--- start Data rows ---

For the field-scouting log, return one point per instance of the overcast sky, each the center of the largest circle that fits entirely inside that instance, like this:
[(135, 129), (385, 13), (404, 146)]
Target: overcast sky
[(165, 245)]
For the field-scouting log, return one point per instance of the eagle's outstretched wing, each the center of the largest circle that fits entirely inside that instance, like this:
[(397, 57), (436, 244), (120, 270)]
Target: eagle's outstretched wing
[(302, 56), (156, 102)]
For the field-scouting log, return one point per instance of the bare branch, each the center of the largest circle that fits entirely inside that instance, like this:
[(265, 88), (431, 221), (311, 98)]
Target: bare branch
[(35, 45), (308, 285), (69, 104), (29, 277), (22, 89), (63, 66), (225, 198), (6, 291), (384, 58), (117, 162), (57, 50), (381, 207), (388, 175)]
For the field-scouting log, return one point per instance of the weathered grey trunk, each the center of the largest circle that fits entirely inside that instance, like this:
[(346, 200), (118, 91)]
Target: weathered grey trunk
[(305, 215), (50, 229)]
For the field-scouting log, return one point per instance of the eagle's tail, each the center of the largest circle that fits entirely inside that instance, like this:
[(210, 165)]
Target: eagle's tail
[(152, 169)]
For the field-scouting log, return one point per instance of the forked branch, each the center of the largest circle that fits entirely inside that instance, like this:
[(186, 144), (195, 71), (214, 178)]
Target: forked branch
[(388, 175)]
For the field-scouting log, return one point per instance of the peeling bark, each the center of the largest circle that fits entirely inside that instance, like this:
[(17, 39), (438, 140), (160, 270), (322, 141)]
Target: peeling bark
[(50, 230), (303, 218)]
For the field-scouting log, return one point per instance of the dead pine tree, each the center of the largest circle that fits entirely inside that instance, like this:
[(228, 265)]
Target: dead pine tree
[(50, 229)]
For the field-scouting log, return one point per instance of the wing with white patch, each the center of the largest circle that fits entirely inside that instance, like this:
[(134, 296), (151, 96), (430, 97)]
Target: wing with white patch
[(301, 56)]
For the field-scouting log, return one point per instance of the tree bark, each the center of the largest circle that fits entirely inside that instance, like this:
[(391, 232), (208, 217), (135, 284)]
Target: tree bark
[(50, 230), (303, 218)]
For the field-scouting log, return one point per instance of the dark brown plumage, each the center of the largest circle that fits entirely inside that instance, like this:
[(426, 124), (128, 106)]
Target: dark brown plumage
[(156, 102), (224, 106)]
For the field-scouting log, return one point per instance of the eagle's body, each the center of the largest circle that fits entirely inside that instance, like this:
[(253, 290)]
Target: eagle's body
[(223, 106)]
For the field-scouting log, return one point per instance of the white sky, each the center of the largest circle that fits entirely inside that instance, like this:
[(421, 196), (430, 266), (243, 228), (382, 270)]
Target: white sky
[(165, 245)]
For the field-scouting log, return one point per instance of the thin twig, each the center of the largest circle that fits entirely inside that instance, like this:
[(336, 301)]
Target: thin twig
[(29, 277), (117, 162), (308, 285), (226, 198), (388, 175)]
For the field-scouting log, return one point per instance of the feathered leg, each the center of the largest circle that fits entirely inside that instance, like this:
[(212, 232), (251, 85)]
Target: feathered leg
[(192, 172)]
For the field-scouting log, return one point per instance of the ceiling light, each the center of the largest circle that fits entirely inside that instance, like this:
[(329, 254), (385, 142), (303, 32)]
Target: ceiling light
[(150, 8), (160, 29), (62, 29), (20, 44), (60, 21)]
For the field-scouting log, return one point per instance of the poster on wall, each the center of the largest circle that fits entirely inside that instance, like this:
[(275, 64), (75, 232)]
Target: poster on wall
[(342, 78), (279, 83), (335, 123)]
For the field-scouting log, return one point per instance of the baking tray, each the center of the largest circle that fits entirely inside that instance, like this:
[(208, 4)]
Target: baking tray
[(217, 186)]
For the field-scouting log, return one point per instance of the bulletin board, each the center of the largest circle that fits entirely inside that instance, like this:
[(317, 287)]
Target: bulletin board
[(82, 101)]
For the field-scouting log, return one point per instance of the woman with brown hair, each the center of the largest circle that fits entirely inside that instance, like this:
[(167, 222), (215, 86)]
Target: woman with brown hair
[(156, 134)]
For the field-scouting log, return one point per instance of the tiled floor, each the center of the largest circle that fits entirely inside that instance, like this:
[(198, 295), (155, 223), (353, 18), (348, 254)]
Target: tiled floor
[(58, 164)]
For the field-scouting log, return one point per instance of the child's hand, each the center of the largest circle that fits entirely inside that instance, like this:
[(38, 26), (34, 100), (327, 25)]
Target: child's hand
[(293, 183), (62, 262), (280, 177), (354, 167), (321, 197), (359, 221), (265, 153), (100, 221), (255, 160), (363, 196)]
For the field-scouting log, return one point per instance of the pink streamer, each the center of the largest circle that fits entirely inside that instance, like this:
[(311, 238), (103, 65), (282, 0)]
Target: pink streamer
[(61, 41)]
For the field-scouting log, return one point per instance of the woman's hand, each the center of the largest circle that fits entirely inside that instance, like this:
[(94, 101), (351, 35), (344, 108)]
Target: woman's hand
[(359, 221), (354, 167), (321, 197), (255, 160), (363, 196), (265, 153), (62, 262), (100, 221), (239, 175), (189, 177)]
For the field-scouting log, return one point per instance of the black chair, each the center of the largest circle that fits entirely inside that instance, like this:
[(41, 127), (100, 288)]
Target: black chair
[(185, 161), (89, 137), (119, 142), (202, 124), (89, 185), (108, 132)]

--- end Data rows ---

Exercise objective: Change "field-scouting log" to "survey log" throughout the records above, and leave every other part of them as it is.

Output of the task:
For the survey log, return one point per instance of the overcast sky, each the center of the largest circle that fits entirely inside that instance, like this:
[(135, 129), (385, 13), (404, 146)]
Target: overcast sky
[(165, 245)]
For the survey log, return one point per instance of the eagle's outstretched wing, each the center of the largest circle that fits entirely inside that instance, like this:
[(397, 57), (436, 244), (120, 270)]
Target: eagle's outstretched wing
[(302, 56), (156, 102)]
For the survey log, return one point per instance of the bare branch, each the center of the largest circle that fits entirely inside that instance, like this:
[(265, 88), (431, 221), (311, 98)]
Target: bare branch
[(35, 45), (308, 285), (69, 104), (29, 277), (22, 89), (63, 66), (225, 198), (6, 291), (384, 58), (117, 162), (57, 50), (381, 207), (388, 175)]
For the survey log, return one point per instance of the weathered grey trunk, each the center of the largest circle that fits entirely inside that instance, like this:
[(346, 200), (118, 91)]
Target: weathered grey trunk
[(305, 215), (50, 229)]
For the survey log, return one point per instance of the eagle's tail, each the center of the largest circle that fits entirely inside that instance, like this:
[(210, 165)]
Target: eagle's tail
[(152, 169)]
For the survey log, return one point per instance of the forked branch, each the center of the largest circle that fits entirely inside that instance, like this:
[(186, 144), (195, 71), (214, 178)]
Target: forked branch
[(388, 175)]
For the survey log, return one point per instance of the peeling bark, each the center of the largest circle that fits entirely inside that instance, like this:
[(17, 39), (438, 140), (160, 270), (322, 141)]
Target: peeling bark
[(50, 230), (303, 218)]
For the survey log, return one point per instance of the dead pine tree, each the center of the largest circle that fits entirely inside that instance, like this:
[(228, 265)]
Target: dead pine tree
[(50, 229)]
For the survey log, return one point per instance of the wing with white patch, each the center of the largest circle that fits entirely inside that instance, like this:
[(134, 296), (151, 96), (430, 97)]
Target: wing with white patch
[(301, 56)]
For the survey log, return one point per instance of the tree bark, each the center of the largest circle that fits entirely inside that instance, like this:
[(391, 232), (208, 217), (135, 284)]
Target: tree bark
[(50, 230), (303, 218)]
For the survey log, return one point per instance of the dark brown plumage, each the center of the largest circle that fits entirely inside that instance, like this:
[(426, 124), (128, 106)]
Target: dark brown plumage
[(156, 102), (224, 106)]
For the survey log, return one point per instance of the eagle's body, each the center of the largest circle that fits entirely inside that instance, like this:
[(253, 290)]
Target: eagle's body
[(223, 106)]
For the survey log, return one point per instance of the white sky, each the center of the largest circle that fits entirely inside that instance, like this:
[(421, 196), (430, 266), (243, 228), (382, 270)]
Target: white sky
[(165, 245)]
For the survey log, return one point per instance of the thin twig, each the center of the largest circle that fits entirely inside that instance, like this:
[(336, 301)]
Target: thin twig
[(29, 277), (117, 162), (308, 285), (226, 198), (388, 175)]
For the survey log, return one point per instance of the feathered leg, each the center of the largest circle that fits entirely inside that instance, like this:
[(212, 232), (251, 85)]
Target: feathered leg
[(192, 172)]
For the survey log, return one point per instance of the ceiling light, each the center of the largest circle that fits entirely inside that instance, like this:
[(329, 254), (385, 142), (303, 32)]
Target: ceiling light
[(150, 8), (160, 29), (62, 29), (20, 44), (60, 21)]
For the survey log, return one point per instance of the poster on wall, each the center of the largest circle that fits entirely inside that instance, like this:
[(275, 64), (75, 232)]
Target: poster on wall
[(342, 78), (279, 83), (335, 123)]
For the survey log, return one point per instance of the baking tray, each the center of the largest circle that fits entirely inside that instance, like this:
[(208, 4)]
Target: baking tray
[(217, 186)]
For the survey log, return one point per instance of the bulletin board, each the center of the largest circle that fits entirely inside that instance, like this:
[(317, 287)]
Target: bulletin board
[(82, 101)]
For the survey log, return one point per instance of the woman with brown hair, each the center of the largest circle that fits entirely inside that instance, like this:
[(167, 222), (215, 86)]
Target: woman with brown hair
[(156, 134)]
For the survey log, return one point per instance of the tiled floor, each the center of the largest circle that fits entirely inside that instance, like this:
[(198, 295), (155, 223), (353, 18), (348, 254)]
Target: tiled floor
[(58, 164)]
For the survey log, return one point per instance of the child's hand, each the center of the largest circle that fits entirely inside that instance, like this:
[(38, 26), (34, 100), (327, 25)]
Target: child's hand
[(293, 183), (62, 262), (280, 177), (354, 167), (321, 197), (359, 221), (265, 153), (100, 221), (255, 160), (363, 196)]
For the survey log, return one point per instance of the pink streamer, each the center of the largest circle that fits entirely inside that instance, like this:
[(311, 238), (103, 65), (282, 0)]
Target: pink streamer
[(61, 41)]
For the survey log, return one point per instance of the woman's hand, each the center of the largest circle that fits entirely inside that instance, like this:
[(94, 101), (351, 35), (344, 108)]
Target: woman's hand
[(359, 221), (354, 167), (321, 197), (255, 160), (363, 196), (265, 153), (62, 262), (100, 221), (239, 175), (189, 177)]
For the survey log, return one point per instance of the black chair, each the center of the largest circle that fits entirely inside that instance, like this:
[(41, 127), (100, 288)]
Target: black chair
[(185, 161), (89, 137), (119, 142), (202, 124), (89, 185), (108, 132)]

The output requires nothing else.